-- EXTRACTED INFORMATION follows --

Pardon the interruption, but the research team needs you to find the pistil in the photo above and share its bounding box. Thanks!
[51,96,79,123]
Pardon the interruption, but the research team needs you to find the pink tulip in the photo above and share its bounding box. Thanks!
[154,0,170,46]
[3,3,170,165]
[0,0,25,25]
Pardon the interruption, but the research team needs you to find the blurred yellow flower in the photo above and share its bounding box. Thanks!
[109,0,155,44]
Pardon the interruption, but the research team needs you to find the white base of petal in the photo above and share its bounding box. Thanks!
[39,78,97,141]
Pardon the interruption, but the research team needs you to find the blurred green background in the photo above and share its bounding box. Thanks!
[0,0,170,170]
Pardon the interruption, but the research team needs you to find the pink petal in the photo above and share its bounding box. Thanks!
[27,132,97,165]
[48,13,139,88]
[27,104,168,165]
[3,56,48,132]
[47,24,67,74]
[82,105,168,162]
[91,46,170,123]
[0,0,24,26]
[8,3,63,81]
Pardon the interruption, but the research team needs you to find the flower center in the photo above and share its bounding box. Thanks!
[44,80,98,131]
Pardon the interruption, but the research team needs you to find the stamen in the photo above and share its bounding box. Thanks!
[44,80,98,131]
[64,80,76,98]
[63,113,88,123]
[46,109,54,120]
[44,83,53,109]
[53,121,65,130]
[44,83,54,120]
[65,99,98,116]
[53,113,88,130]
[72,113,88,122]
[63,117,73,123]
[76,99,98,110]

-- EXTRACTED INFORMATION concluded --
-- EXTRACTED INFORMATION follows --

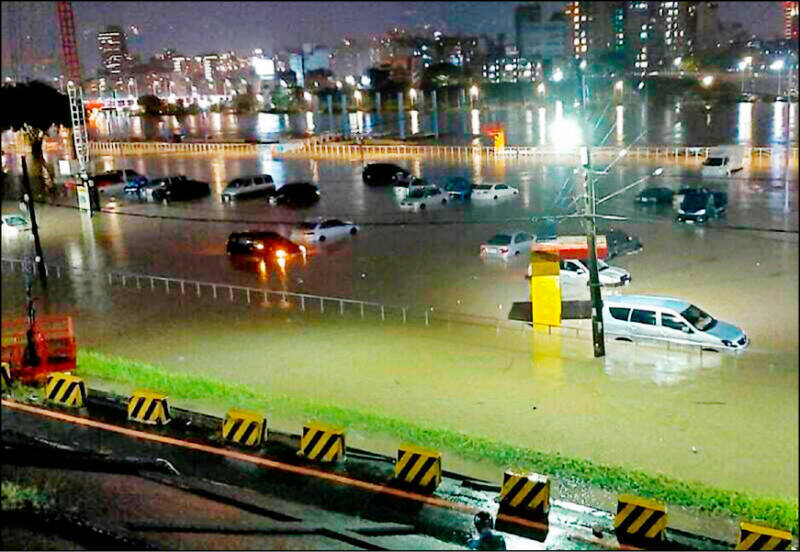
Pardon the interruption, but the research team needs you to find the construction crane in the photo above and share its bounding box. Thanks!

-- EXTRACTED INFORMATION concluded --
-- EXTRACTED INFORMATION follows --

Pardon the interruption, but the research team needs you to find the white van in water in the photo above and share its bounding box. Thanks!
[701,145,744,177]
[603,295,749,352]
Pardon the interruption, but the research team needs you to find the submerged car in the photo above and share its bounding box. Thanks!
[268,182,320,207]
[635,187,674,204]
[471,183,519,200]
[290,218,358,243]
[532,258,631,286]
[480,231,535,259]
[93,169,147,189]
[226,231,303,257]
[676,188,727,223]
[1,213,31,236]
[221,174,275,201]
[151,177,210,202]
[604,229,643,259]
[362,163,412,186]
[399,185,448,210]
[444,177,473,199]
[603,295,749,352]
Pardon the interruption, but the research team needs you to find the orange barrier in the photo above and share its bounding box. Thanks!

-- EXTRACTED INFORMATION concluded --

TRY IT | Please copy, exactly and with nothing else, the lines above beginning at the line that has "find the submerged" and ending with the line that has "find the orange".

ANSWER AREA |
Pardon the interruption, but the research team needs you to find the submerged car in the photo above and share its bounding box. Thanks!
[268,182,320,207]
[635,187,674,204]
[471,183,519,200]
[290,218,358,243]
[532,258,631,286]
[480,231,535,259]
[93,169,147,189]
[226,231,303,257]
[676,188,727,223]
[1,213,31,236]
[221,174,275,201]
[151,177,210,202]
[604,229,643,259]
[362,163,412,186]
[399,185,448,210]
[444,177,473,199]
[603,295,749,352]
Pardon the interruption, but the research team needs you to find the orange barrier in the photo above and share its bounding box. Thanks!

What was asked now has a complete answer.